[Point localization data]
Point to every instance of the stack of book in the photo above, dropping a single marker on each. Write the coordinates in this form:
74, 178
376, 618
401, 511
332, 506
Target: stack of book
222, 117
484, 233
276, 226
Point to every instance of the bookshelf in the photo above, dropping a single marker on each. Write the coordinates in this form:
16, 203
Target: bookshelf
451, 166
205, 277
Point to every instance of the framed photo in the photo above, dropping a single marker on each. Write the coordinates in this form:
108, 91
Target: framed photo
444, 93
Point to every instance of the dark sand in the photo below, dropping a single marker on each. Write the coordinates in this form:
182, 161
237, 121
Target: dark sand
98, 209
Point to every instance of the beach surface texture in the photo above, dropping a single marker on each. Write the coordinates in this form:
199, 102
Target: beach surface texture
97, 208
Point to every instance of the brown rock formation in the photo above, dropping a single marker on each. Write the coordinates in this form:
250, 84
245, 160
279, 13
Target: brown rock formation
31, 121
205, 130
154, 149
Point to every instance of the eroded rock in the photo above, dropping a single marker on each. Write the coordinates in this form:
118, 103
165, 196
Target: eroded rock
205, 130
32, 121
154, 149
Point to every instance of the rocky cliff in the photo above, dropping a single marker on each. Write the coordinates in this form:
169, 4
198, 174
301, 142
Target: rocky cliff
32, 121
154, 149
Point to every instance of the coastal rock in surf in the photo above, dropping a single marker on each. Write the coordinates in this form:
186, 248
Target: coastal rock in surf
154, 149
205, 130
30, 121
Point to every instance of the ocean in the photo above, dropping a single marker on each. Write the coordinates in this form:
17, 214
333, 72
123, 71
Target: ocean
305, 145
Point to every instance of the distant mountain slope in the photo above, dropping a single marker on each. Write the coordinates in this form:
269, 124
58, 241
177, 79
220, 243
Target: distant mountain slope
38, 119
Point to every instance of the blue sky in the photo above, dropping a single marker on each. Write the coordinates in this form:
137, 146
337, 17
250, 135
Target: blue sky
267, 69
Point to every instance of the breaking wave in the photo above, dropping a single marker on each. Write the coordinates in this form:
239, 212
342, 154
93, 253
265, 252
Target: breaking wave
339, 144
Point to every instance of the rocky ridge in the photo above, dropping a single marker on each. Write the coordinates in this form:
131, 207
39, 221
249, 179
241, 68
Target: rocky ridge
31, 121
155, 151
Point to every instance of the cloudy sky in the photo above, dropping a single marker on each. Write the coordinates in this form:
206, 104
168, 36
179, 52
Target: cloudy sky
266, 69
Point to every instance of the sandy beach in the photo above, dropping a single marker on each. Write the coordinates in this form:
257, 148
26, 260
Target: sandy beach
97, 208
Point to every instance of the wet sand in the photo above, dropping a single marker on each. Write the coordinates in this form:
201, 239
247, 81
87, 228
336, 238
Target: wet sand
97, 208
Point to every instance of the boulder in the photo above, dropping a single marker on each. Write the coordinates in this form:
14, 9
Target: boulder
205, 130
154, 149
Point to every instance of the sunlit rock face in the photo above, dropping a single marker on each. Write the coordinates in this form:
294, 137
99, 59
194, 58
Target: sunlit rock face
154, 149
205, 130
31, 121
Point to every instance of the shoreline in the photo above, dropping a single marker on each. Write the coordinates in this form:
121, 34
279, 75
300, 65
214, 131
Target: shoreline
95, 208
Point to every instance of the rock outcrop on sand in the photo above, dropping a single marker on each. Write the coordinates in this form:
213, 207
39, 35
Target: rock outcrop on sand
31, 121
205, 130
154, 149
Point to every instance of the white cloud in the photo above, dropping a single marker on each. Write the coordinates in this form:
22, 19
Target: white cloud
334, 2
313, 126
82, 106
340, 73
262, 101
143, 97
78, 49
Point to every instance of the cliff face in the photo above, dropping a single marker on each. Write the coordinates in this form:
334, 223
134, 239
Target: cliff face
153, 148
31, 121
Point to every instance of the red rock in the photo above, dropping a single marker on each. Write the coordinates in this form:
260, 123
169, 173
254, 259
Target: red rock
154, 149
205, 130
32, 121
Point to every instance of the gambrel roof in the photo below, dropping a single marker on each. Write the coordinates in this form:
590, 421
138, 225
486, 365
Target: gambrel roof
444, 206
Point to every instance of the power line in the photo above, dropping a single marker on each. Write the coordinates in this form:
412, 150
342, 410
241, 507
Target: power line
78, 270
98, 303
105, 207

▶ What this task involves
The records above should all be quoted exactly, please.

▶ Response to the exercise
Point to every instance of the stack of book in the photo above, dropping a single marker on each. Write the coordinates in this form:
74, 178
376, 618
401, 511
332, 506
Target: stack of book
222, 117
484, 233
276, 226
Point to every instance of the bookshelf in the photo above, dropping a single marker on each. Write the coordinates in this form:
16, 203
Target: bookshelf
451, 166
205, 277
Point to every instance of the framed photo in the photo above, dropping a single marker on each. Write the coordinates in this form:
108, 91
Target: framed photo
444, 93
Point to every instance of the dark sand in the photo below, dropping a single marker on each. Write the coordinates in this form:
182, 161
237, 121
Target: dark sand
98, 209
Point to every instance of the beach surface texture in the photo above, dropping a single marker on each. Write the coordinates in this form:
199, 102
Target: beach surface texture
97, 208
Point to every instance of the brown rock formation in the photo above, dropping a single marker on each. Write the coordinates in this form:
250, 84
245, 160
279, 13
Target: brown rock formation
31, 121
205, 130
154, 149
Point to every instance of the eroded rock in the photo above, dropping a single marker on each. Write the coordinates in this form:
118, 103
165, 196
Target: eroded rock
205, 130
32, 121
154, 149
Point to every instance of the rocky cliff in the photo above, dropping a single marker on each. Write the coordinates in this form:
169, 4
198, 174
301, 142
Target: rocky cliff
32, 121
154, 149
Point to every instance of the coastal rock in surf in the photo above, dropping a single marker on each. Write the coordinates in this form:
186, 248
Target: coastal rock in surf
154, 149
205, 130
30, 121
Point to every instance of the ocean in the photo above, dropping a single marker on each. Write the coordinates in this form:
17, 214
333, 72
123, 71
Target: ocean
305, 145
Point to every instance of the distant mountain slope in the photo above, dropping a single marker on each. Write the coordinates in this form:
269, 124
58, 241
177, 79
220, 243
Target: distant mountain slope
38, 119
Point to every instance of the blue sky in the photo above, dropping a single marker on each. Write the coordinates in this form:
137, 146
337, 17
250, 135
Target: blue sky
267, 69
Point to every instance of the breaking wave in the photo above, dropping a single marker on each. Write the coordinates in this form:
239, 212
342, 154
93, 253
265, 252
Target: breaking wave
339, 144
Point to every instance of the rocky ridge in the photo above, dropping a single marker on each. Write the coordinates in this form:
131, 207
39, 221
249, 179
241, 68
Target: rocky ridge
31, 121
155, 151
Point to every instance of the cloudy sky in the photo above, dropping a single marker on each. Write the coordinates in this form:
206, 104
168, 36
179, 52
Target: cloudy sky
266, 69
Point to every instance of the sandy beach in the photo above, dropping a single marker on each. Write the coordinates in this form:
257, 148
26, 260
Target: sandy beach
97, 208
Point to every instance of the wet sand in the photo above, dropping a single marker on each. Write the coordinates in this form:
201, 239
247, 81
87, 228
336, 238
Target: wet sand
97, 208
Point to every instance of the boulder in the photo above, dropping a single marker on each. Write the coordinates in this form:
14, 9
Target: boulder
205, 130
154, 149
Point to every instance of the sunlit rock face in the photo above, dropping a single marker on each. Write the coordinates in this form:
294, 137
99, 59
194, 58
Target: sunlit rock face
154, 149
205, 130
31, 121
Point to every instance of the shoreline in the photo above, dropping a single marker on each. Write the coordinates in this form:
121, 34
279, 75
300, 65
214, 131
Target: shoreline
95, 208
Point to every instance of the rock outcrop on sand in the photo above, dropping a single marker on each. Write the coordinates in this form:
213, 207
39, 35
Target: rock outcrop on sand
31, 121
205, 130
154, 149
Point to every instance of the white cloud in the photo above, dropping a single marker on each. Write the coordinates in this form:
22, 19
Target: white cloud
334, 2
313, 126
82, 106
340, 73
262, 101
143, 97
78, 49
Point to every instance of the cliff face in the photo above, dropping a single marker on each. Write the coordinates in this form:
334, 223
134, 239
Target: cliff face
153, 148
31, 121
Point to every instance of the red rock in the photo above, dropping a single marker on each. Write the coordinates in this form:
260, 123
169, 173
254, 259
Target: red rock
154, 149
205, 130
32, 121
Point to every instance of the gambrel roof in the photo below, dropping a single marker on each. Write the coordinates in this form:
590, 421
138, 225
486, 365
Target: gambrel roof
444, 206
Point to every instance of the power line in the photo above, dropping a single marker on each. Write the coordinates in this form:
412, 150
342, 410
241, 507
Target: power line
78, 270
98, 303
105, 207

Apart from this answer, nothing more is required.